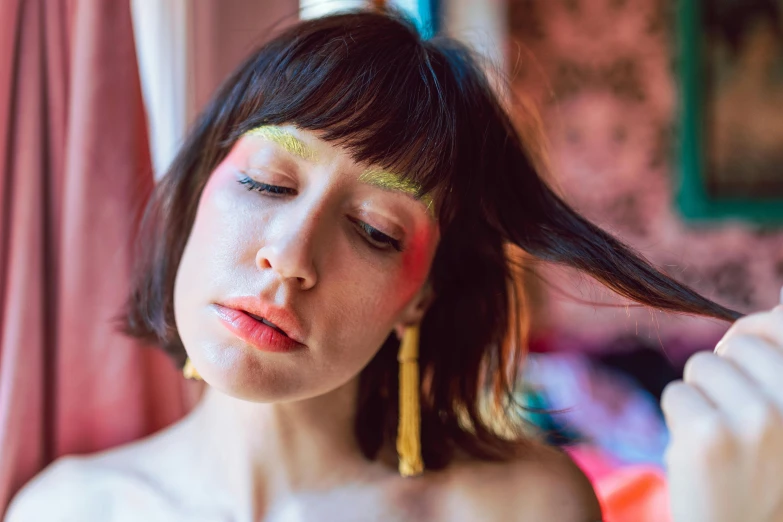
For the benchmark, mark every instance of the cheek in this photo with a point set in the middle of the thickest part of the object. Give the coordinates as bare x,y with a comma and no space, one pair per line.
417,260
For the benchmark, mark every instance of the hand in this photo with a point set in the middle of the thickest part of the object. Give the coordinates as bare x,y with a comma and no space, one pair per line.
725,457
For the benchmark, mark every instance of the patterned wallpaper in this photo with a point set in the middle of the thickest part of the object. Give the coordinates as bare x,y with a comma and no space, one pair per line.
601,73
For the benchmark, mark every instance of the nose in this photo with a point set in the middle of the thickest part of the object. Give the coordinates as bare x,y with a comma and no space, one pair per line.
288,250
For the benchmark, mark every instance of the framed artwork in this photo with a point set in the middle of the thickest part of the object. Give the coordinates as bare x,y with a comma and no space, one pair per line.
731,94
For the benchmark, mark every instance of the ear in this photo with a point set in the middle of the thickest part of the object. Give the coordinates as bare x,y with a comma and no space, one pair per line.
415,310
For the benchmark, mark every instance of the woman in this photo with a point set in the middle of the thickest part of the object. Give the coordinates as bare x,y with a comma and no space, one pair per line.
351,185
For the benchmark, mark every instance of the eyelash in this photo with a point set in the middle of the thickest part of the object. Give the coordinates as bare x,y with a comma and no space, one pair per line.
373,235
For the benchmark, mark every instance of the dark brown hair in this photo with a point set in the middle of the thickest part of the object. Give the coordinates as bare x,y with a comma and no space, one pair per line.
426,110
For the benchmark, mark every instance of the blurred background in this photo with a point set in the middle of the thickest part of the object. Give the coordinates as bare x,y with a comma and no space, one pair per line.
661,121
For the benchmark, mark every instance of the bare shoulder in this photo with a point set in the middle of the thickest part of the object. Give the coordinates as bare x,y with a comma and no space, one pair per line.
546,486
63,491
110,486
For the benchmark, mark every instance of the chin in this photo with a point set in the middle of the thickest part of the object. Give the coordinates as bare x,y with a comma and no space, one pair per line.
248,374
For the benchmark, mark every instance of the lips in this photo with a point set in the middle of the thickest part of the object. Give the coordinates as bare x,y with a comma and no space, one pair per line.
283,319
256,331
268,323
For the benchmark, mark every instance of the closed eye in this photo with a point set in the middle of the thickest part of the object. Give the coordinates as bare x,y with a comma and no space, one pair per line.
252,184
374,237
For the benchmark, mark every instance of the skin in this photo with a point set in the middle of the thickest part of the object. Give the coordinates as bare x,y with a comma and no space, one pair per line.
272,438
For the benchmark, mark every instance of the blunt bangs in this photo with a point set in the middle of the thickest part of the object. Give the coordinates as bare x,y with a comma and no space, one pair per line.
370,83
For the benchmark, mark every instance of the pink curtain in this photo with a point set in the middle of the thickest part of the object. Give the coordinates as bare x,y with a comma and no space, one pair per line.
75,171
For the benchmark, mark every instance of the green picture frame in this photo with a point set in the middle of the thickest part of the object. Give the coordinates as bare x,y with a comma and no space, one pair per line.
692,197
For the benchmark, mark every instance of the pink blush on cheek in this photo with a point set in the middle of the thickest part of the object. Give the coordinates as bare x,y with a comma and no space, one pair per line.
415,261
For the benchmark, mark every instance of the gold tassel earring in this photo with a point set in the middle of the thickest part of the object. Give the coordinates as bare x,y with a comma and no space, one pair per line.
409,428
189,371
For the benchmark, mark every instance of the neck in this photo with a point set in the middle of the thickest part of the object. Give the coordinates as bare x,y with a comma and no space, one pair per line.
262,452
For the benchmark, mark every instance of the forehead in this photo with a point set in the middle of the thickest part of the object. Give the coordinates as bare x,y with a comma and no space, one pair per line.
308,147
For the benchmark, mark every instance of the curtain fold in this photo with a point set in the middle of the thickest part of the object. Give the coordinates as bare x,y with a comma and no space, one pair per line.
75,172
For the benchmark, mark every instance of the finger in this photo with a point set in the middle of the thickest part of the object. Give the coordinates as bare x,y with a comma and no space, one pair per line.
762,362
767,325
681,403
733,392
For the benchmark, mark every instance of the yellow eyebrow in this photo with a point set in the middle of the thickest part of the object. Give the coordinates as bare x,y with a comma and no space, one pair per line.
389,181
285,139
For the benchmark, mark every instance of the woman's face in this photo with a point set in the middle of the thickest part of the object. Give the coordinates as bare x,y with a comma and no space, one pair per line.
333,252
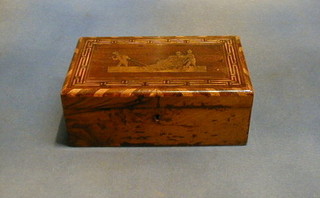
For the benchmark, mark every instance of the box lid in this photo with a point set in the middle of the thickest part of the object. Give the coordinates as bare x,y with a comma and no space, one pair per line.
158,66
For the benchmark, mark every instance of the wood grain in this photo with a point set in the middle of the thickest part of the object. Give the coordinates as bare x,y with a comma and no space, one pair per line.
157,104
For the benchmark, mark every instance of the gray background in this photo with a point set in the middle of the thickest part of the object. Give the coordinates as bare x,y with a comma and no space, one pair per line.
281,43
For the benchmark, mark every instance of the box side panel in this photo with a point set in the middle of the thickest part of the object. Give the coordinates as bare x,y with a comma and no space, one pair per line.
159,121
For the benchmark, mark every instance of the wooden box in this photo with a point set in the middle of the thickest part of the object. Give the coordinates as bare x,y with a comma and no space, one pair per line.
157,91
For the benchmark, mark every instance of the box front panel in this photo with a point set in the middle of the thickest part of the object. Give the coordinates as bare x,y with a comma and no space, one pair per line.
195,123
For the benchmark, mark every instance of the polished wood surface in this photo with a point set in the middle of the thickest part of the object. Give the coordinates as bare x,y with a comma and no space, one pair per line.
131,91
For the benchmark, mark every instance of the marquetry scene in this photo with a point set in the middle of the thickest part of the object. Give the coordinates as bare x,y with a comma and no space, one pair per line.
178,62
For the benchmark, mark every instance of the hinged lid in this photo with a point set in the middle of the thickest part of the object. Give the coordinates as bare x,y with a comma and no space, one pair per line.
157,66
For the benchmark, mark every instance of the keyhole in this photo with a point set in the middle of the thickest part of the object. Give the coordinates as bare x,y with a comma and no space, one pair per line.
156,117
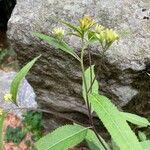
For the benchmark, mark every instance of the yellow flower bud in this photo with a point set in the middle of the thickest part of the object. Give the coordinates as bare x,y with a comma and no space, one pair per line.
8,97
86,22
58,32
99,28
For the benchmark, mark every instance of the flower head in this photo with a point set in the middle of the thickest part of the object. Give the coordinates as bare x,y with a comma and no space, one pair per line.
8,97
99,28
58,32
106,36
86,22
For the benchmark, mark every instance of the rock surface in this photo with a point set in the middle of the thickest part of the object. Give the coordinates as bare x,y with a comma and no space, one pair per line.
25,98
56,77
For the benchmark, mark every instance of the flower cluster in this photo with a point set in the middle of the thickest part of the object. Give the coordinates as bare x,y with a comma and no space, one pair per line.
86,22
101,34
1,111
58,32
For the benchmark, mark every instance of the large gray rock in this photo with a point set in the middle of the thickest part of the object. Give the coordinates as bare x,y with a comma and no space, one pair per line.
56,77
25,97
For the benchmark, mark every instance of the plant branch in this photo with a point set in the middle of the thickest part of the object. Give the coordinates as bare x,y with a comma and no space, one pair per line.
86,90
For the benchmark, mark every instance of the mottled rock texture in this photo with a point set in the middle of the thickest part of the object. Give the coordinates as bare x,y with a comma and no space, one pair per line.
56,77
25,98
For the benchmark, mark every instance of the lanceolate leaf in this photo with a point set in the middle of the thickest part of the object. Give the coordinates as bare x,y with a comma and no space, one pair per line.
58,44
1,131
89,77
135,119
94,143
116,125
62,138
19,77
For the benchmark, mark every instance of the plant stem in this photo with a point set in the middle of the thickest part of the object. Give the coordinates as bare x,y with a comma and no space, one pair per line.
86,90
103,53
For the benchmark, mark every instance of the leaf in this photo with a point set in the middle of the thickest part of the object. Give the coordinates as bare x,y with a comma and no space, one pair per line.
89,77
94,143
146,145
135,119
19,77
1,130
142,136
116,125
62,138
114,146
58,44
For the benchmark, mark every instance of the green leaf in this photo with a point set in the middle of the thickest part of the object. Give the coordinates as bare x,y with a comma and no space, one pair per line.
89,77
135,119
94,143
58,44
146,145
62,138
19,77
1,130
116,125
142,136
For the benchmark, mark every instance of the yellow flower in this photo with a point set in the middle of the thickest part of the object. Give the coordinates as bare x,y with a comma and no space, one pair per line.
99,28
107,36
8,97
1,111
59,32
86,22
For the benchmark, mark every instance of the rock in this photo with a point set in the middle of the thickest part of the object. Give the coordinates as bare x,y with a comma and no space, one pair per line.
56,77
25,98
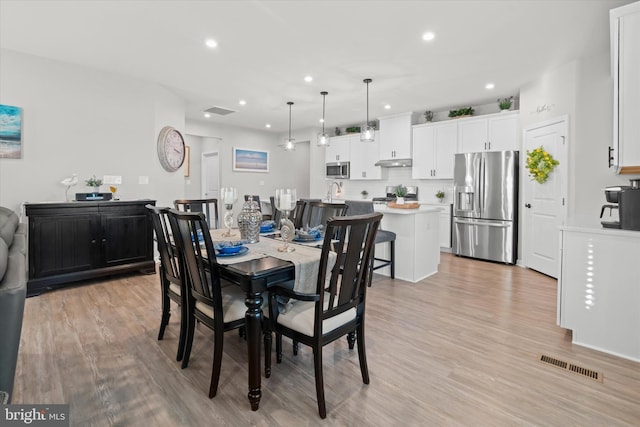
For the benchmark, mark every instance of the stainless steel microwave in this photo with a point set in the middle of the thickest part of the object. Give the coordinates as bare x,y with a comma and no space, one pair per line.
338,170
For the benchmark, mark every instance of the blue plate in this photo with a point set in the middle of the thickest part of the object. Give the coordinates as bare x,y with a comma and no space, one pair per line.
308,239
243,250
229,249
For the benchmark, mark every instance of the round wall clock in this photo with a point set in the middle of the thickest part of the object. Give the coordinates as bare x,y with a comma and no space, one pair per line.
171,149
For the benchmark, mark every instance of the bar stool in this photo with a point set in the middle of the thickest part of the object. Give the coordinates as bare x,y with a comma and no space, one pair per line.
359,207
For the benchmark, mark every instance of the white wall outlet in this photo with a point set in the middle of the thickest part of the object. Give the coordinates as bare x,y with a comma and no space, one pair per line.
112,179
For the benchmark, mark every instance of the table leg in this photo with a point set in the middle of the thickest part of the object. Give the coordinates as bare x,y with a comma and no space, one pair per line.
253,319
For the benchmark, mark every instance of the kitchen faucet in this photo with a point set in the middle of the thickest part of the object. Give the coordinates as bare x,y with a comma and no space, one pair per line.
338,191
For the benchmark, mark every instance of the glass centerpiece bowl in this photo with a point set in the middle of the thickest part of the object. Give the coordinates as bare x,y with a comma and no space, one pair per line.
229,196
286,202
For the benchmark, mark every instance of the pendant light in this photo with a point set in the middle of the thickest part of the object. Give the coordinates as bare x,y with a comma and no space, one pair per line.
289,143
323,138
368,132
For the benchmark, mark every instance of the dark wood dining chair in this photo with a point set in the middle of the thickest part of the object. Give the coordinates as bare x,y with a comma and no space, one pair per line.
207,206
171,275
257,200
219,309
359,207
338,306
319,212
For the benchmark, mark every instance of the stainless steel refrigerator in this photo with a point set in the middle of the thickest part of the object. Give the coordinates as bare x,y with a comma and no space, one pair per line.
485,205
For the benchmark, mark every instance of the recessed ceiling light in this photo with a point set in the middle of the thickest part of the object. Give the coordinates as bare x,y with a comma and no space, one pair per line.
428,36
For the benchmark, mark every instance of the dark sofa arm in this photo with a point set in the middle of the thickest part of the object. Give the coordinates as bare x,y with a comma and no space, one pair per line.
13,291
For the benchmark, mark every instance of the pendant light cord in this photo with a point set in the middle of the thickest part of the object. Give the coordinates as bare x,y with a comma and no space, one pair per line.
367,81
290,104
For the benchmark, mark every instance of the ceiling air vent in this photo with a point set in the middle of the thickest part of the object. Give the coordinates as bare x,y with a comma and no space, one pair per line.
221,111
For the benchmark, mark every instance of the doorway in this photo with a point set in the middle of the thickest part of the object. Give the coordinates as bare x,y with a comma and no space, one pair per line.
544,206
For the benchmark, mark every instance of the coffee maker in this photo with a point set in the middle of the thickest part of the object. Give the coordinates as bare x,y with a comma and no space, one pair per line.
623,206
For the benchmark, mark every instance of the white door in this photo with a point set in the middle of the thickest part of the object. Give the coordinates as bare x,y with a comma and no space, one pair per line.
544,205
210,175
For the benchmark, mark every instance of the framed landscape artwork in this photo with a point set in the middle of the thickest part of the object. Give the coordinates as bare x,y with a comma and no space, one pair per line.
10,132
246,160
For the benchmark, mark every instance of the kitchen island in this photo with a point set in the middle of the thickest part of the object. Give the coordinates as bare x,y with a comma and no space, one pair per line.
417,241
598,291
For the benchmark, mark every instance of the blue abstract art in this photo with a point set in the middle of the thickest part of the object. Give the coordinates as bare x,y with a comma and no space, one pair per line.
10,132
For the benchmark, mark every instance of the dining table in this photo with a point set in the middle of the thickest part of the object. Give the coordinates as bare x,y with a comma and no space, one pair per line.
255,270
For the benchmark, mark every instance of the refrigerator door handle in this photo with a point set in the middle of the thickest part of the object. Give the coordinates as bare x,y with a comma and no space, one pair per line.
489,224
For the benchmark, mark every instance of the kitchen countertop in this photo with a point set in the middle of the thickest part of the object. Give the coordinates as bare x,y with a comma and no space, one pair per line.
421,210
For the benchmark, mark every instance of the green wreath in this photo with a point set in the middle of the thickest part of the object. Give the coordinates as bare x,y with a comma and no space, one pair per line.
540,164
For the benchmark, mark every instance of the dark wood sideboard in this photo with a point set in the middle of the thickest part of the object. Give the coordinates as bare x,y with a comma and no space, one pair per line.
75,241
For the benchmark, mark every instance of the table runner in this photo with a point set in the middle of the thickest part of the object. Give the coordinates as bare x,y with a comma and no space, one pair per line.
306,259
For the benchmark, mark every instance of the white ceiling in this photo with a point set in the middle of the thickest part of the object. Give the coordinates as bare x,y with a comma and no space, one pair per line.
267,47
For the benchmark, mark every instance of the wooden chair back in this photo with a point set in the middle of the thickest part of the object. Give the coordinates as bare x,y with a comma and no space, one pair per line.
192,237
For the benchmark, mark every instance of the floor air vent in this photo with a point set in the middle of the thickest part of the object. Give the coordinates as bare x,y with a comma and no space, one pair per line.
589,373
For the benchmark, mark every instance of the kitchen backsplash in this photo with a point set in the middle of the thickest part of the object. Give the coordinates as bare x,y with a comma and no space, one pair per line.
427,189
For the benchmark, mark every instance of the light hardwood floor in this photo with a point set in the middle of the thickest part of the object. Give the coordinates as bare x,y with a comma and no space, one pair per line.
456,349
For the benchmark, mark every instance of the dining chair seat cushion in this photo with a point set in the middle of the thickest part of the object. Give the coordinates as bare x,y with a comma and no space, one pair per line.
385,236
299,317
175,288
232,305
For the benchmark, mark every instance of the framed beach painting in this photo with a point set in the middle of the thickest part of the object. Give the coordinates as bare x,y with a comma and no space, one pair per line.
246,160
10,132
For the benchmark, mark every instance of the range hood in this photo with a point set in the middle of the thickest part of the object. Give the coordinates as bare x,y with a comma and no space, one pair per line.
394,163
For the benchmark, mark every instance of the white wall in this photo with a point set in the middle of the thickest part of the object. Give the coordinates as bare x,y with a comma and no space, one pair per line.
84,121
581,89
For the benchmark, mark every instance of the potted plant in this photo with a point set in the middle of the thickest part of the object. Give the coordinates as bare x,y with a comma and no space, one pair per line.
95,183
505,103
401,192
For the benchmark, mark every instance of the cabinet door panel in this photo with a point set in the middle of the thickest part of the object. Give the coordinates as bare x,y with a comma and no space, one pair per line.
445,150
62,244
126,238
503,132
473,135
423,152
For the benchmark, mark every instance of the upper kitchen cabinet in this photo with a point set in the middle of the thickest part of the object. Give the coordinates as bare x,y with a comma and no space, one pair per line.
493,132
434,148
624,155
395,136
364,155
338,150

### What this task involves:
Will you set down, character for character, the lines of the data above from the one containing "For the benchmark, mark every instance of the upper" through the final line, both included?

### Response:
For the benchmark, mark every instance of the upper kitchen cabinet in this photo with a point set in the middle of the thickest part of the object. Give the coordinates as bare x,y with a comma and no space, one pair per line.
493,132
434,148
624,155
395,136
364,155
338,150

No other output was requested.